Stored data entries

Start of Block

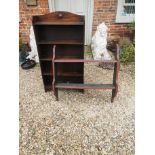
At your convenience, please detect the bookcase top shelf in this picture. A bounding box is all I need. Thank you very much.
[33,11,84,25]
[33,22,84,25]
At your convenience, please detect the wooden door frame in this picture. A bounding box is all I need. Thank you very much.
[48,0,94,45]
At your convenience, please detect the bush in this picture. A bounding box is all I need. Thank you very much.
[119,38,135,64]
[127,21,135,31]
[127,21,135,45]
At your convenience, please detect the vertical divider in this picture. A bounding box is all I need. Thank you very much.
[111,44,120,102]
[52,45,58,100]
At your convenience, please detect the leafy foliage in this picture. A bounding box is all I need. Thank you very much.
[127,21,135,44]
[119,37,135,64]
[127,21,135,31]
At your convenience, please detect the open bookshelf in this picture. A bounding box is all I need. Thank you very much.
[33,11,119,102]
[33,11,84,92]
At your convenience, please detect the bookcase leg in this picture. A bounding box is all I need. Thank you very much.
[111,85,118,102]
[54,88,58,101]
[79,89,85,93]
[111,60,119,102]
[111,89,116,102]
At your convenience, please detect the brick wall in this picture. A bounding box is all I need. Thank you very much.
[19,0,49,43]
[19,0,130,43]
[93,0,130,41]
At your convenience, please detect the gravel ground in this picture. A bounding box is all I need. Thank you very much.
[19,61,135,155]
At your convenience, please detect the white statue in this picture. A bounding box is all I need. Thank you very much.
[26,26,39,62]
[91,22,111,60]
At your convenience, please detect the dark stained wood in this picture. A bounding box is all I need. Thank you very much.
[111,44,120,102]
[42,71,82,77]
[33,11,119,102]
[33,11,84,92]
[52,45,56,95]
[54,59,117,63]
[32,11,84,25]
[55,83,115,89]
[37,40,83,45]
[40,57,117,63]
[33,22,84,25]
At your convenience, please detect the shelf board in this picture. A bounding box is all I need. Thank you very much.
[55,83,115,89]
[43,72,52,76]
[40,58,52,61]
[40,56,81,61]
[40,56,117,63]
[37,40,83,45]
[34,22,84,25]
[43,71,82,77]
[57,72,82,77]
[56,55,81,60]
[54,59,117,63]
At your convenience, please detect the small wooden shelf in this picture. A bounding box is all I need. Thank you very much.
[37,40,83,45]
[55,83,115,89]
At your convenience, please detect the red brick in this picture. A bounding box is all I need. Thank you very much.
[19,0,49,42]
[93,0,130,38]
[20,0,130,42]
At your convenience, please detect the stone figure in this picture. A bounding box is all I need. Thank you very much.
[91,22,112,60]
[26,26,39,62]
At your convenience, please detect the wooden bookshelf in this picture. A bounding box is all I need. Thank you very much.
[33,11,84,92]
[33,11,119,102]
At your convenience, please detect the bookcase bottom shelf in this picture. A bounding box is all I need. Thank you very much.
[55,83,115,89]
[43,72,82,76]
[44,83,115,92]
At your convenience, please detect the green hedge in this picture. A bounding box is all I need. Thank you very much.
[119,38,135,64]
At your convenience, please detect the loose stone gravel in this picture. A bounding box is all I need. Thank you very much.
[19,61,135,155]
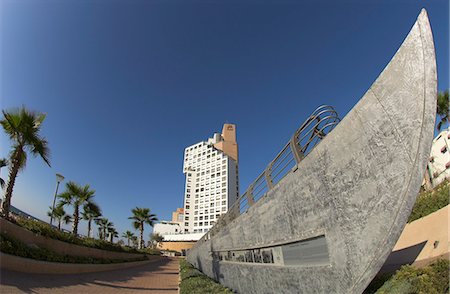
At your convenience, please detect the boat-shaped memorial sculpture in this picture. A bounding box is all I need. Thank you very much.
[187,9,437,294]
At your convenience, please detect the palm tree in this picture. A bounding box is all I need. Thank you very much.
[108,227,119,243]
[97,226,104,240]
[96,217,113,241]
[437,90,449,131]
[82,202,102,238]
[122,230,135,247]
[58,182,95,236]
[0,158,8,189]
[128,207,158,249]
[47,205,71,230]
[0,107,50,219]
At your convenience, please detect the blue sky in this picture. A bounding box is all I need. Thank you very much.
[1,0,448,240]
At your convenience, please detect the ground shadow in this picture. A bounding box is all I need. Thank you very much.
[378,240,427,273]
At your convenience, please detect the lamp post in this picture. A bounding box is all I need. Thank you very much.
[50,173,65,226]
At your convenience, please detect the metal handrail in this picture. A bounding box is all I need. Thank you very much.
[198,105,340,244]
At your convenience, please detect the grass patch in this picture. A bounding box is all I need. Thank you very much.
[0,233,147,264]
[372,259,449,294]
[408,180,449,223]
[179,259,233,294]
[10,216,141,254]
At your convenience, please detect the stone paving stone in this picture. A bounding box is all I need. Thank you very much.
[0,256,180,293]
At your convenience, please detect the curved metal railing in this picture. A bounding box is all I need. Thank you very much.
[199,105,340,244]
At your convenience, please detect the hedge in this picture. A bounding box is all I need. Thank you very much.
[0,233,147,264]
[408,180,449,223]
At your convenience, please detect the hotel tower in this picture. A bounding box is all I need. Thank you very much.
[182,124,239,233]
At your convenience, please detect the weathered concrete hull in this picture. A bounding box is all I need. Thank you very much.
[187,9,437,294]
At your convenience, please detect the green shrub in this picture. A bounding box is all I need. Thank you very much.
[11,217,140,254]
[0,233,147,264]
[179,259,233,294]
[408,180,449,223]
[374,259,449,294]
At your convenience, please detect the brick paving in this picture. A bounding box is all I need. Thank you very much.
[0,257,179,294]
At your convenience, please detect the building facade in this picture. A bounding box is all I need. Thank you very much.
[425,127,450,188]
[182,124,239,233]
[171,208,184,225]
[153,221,181,236]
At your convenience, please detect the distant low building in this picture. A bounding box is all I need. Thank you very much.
[157,232,204,255]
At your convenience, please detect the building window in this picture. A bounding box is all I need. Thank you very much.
[441,146,447,154]
[185,222,189,226]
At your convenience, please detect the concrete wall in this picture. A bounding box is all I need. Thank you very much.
[381,205,449,272]
[0,253,160,274]
[187,10,437,294]
[0,218,145,260]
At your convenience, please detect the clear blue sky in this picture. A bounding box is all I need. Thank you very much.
[1,0,448,239]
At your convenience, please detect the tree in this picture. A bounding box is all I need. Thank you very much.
[131,235,139,248]
[82,202,102,238]
[58,182,95,236]
[1,107,50,219]
[97,226,104,240]
[122,230,135,247]
[150,233,164,249]
[108,227,119,243]
[117,239,125,246]
[47,205,71,230]
[96,217,113,241]
[0,158,8,189]
[128,207,158,249]
[437,90,449,131]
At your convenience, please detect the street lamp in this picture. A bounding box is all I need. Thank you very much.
[50,173,65,226]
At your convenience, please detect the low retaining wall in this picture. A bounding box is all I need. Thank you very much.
[380,205,449,272]
[0,218,144,260]
[0,252,160,274]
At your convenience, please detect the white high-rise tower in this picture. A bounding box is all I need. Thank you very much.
[182,124,239,233]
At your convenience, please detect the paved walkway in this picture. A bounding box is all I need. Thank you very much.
[0,257,179,293]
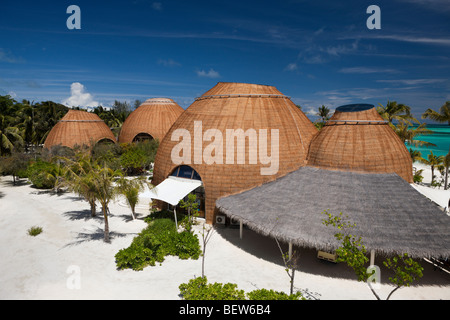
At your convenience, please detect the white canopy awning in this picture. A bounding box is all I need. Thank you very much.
[147,176,202,206]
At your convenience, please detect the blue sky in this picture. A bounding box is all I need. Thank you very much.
[0,0,449,119]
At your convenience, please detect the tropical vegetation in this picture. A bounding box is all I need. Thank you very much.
[322,210,424,300]
[115,215,201,271]
[178,277,305,300]
[422,101,450,125]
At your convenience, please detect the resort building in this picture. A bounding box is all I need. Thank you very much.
[216,104,450,260]
[150,82,318,223]
[307,103,413,183]
[118,98,184,144]
[43,109,116,150]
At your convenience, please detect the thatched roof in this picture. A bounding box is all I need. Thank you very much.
[44,110,116,149]
[152,82,318,223]
[216,166,450,259]
[118,98,184,143]
[307,104,413,183]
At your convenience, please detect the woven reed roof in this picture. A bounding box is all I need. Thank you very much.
[44,110,116,149]
[216,166,450,259]
[152,82,318,223]
[307,104,413,183]
[118,98,184,143]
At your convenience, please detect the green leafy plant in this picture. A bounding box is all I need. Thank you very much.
[115,218,201,271]
[27,226,43,236]
[179,193,199,232]
[26,159,59,189]
[413,169,424,184]
[383,254,423,300]
[179,277,305,300]
[321,210,423,300]
[179,277,246,300]
[246,288,304,300]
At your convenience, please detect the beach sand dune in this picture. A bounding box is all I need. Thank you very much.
[0,176,449,300]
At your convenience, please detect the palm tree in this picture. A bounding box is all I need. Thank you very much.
[90,165,123,242]
[116,176,146,220]
[409,148,424,163]
[420,151,444,185]
[392,120,435,147]
[317,105,331,122]
[421,101,450,125]
[377,101,415,124]
[59,155,99,216]
[443,148,450,190]
[0,115,24,155]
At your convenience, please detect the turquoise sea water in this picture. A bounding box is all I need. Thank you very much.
[406,124,450,159]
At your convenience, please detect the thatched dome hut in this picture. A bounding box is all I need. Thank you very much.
[118,98,184,143]
[44,109,116,150]
[152,82,318,223]
[307,104,413,183]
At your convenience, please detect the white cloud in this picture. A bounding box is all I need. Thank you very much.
[0,48,24,63]
[152,2,162,11]
[158,58,181,67]
[62,82,99,108]
[376,78,446,85]
[284,63,298,71]
[339,67,399,74]
[196,68,220,78]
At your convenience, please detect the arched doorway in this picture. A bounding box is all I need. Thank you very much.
[169,165,205,218]
[133,132,153,143]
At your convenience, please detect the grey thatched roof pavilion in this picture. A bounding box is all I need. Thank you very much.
[215,166,450,259]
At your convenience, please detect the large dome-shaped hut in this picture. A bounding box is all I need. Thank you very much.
[152,82,318,223]
[118,98,184,144]
[44,109,116,150]
[307,104,413,182]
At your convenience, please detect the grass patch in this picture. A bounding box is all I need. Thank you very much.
[27,226,43,236]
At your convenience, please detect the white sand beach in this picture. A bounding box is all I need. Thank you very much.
[0,173,449,300]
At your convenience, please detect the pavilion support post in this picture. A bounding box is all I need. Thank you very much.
[239,220,243,239]
[370,249,375,266]
[174,207,178,230]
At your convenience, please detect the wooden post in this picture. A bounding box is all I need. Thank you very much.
[370,249,375,266]
[239,220,243,239]
[174,207,178,230]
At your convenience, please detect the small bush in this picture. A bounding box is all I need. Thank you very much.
[115,218,201,271]
[26,160,58,189]
[28,226,43,236]
[246,288,305,300]
[179,277,305,300]
[413,169,424,184]
[179,277,246,300]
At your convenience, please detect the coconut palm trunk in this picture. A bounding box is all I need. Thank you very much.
[89,199,96,217]
[101,204,110,243]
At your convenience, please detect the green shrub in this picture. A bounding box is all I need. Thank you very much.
[26,160,58,189]
[115,218,201,271]
[179,277,246,300]
[246,288,305,300]
[27,226,43,236]
[413,169,424,184]
[179,277,306,301]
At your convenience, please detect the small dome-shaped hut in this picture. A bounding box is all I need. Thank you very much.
[44,109,116,150]
[307,104,413,182]
[118,98,184,143]
[152,82,318,223]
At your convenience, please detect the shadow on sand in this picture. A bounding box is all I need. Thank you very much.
[215,225,450,288]
[63,226,132,247]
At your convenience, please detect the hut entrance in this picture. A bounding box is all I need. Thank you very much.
[133,132,153,143]
[170,165,205,218]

End of Block

[EXERCISE OBJECTIVE]:
Would you please set down the lines from the one with "At your convenience, please detect the hut" to the end of the data above, exactly and without any other lines?

[YOUR SOLUTION]:
At your convenience, please detect the hut entrance in this picture. A bounding box is all I need. Thank you very much.
[133,132,153,143]
[170,165,205,218]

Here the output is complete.